[Stored items]
--- --- ---
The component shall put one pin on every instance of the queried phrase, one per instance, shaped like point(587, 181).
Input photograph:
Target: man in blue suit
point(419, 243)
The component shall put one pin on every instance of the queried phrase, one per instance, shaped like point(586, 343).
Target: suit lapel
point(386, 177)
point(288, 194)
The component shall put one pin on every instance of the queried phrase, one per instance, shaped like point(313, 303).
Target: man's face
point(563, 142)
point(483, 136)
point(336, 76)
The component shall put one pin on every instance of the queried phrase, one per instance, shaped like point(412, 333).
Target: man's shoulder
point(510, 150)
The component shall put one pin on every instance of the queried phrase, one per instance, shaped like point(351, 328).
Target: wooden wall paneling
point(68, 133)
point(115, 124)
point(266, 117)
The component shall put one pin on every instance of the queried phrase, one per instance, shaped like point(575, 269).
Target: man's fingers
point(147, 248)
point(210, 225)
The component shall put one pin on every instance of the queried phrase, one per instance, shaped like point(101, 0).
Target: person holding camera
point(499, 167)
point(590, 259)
--- --- ---
Reproduce all of the lines above word for word, changing nothing.

The component shall put one pin on every instance of the queried phrase, one per instance, shaped like point(587, 181).
Input photograph:
Target: man in blue suit
point(419, 243)
The component shall put one pin on every instance of the queried phrase, one per instance, shaped like point(586, 343).
Target: suit lapel
point(386, 177)
point(288, 194)
The component shall put one pin on every instance of the queried phrase, one per instance, shaped like point(313, 303).
Target: man's face
point(563, 142)
point(483, 136)
point(336, 76)
The component shall put one pin on every instance of the queried phrase, one per instance, shaped like point(412, 333).
Target: man's shoulder
point(510, 150)
The component shall put one pin on every instance of the queried phrase, one per instance, shaped like point(351, 328).
Target: wooden wall paneling
point(68, 133)
point(115, 124)
point(266, 117)
The component shall put one pin on every instance of the queried phrase, one per instance, shaped like point(575, 269).
Target: man's fingers
point(147, 248)
point(210, 225)
The component shall put one pin on every instance of the queried phrase, one per instance, shaped like point(101, 0).
Target: person holding camera
point(499, 167)
point(590, 259)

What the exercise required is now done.